TASKS:
1. Answer these from Wafa's story, one line each:
(a) In what month and year was Ali Mustafa taken from his home, and in which city?
(b) In which city does Wafa now sit in her room?
(c) What organization established the news agency whose name Wafa shares, and in what year?
2. In one to three sentences, explain why Assad's security forces kidnapped Ali Mustafa, according to Wafa's story.

SELECTION:
“I Will Remember Him Until He Comes Back”… Wafa’s Story, Detainee Ali Mustafa’s Daughter

Tracy Jawad
Lebanese Journalist and Political Researcher
Published on 19.10.2021
Reading time: 8 minutes

“I will remember him until he comes back. He’ll see then that I didn’t forget about him, and that the whole world knows who he is.”

Ali Mustafa was forcibly taken from his home in Damascus in July 2013. His neighbors confirmed what his family already presumed: Assad’s security forces kidnapped him, a punishment for his outspoken support of the uprisings and a warning to others. A human rights defender who joined Palestinian fighters in Lebanon during their struggle against the Israeli invasion and stood in solidarity with the beleaguered populations of the Arab world, his sudden disappearance prompted his family to flee Syria for Turkey carrying only their passports.

Eight years on, Ali’s Skype account is filled with messages from his eldest daughter, Wafa. She updates him about current affairs, her personal life, sharing with him the tragedy of Beirut’s Port Explosion—which incidentally fell on her birthday—and the removal of U.S. military forces from Afghanistan. These news bulletins are scattered amongst photos of them and the family together, links to Fairouz songs, and unanswered phone calls. This unreciprocated communication feels good, a tether to her father until he returns.

Wafa now sits in her room in Berlin, her white walls interrupted by a poster of Arabic calligraphy. Her emerald eyes and bright red nail polish flash across the screen, offset by thick, dark hair that hangs in waves ready for the day’s interviews. She sits upright and composed, prepared to recount her experiences to peace organizations and NGOs. Wafa can clearly hold her own in this battle orchestrated by men, her story captivating the attention of international media channels, inexhaustible in her fight for justice.

It starts with the name, she jokes. An eponym of the Palestinian news agency established by the PLO in 1972, her father chose ‘Wafa’ as a nod to liberation. This, she believes, motivated her strength for resistance. Her predilection for rebellion came later, when, as a young girl, she sat on the shoulders of men while shouting slogans that she adopted from her parents’ conversations with guests. Come rain or shine, her Thursdays were spent in a van with other families headed to demonstrations in nearby cities held in solidarity with the Intifada and condemning the invasion of Iraq. The stories and perspectives shared on the road left an indelible mark on her political conscience.

It wasn’t until 2011, however, that Wafa unequivocally identified as Syrian. The early days of the uprisings instilled in her a democratic and national vision previously suppressed by the Assad regime, a sense of belonging tied to the diverse crowds that boldly marched through the streets.

DATA EXTRACT:
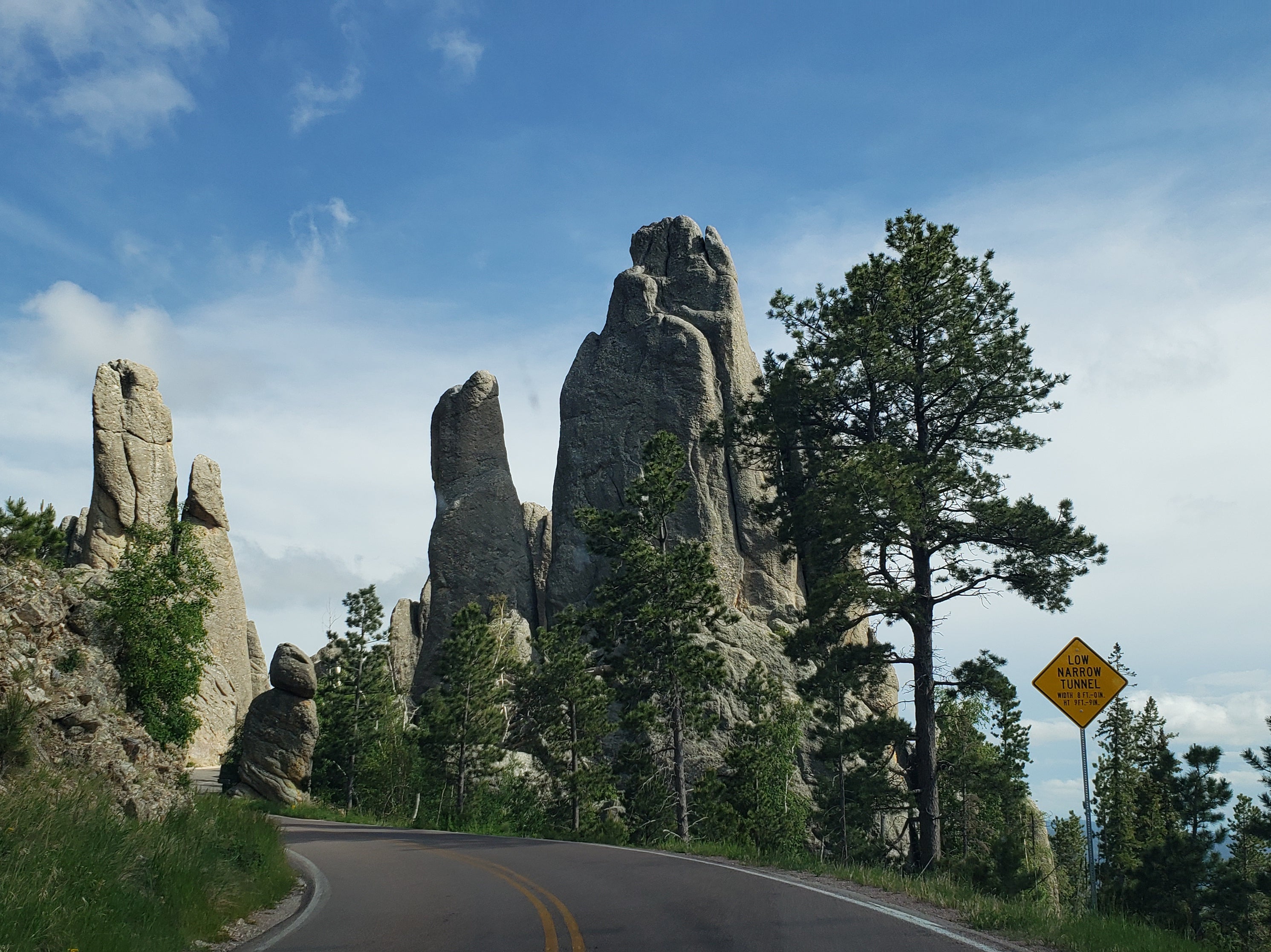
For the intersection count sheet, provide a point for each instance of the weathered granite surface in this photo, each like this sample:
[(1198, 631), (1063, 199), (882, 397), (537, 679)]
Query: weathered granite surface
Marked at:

THE RESPONSES:
1.
(a) July 2013, in Damascus.
(b) Berlin.
(c) The PLO, in 1972.

2. The kidnapping was a punishment for his outspoken support of the uprisings. It was also meant as a warning to others.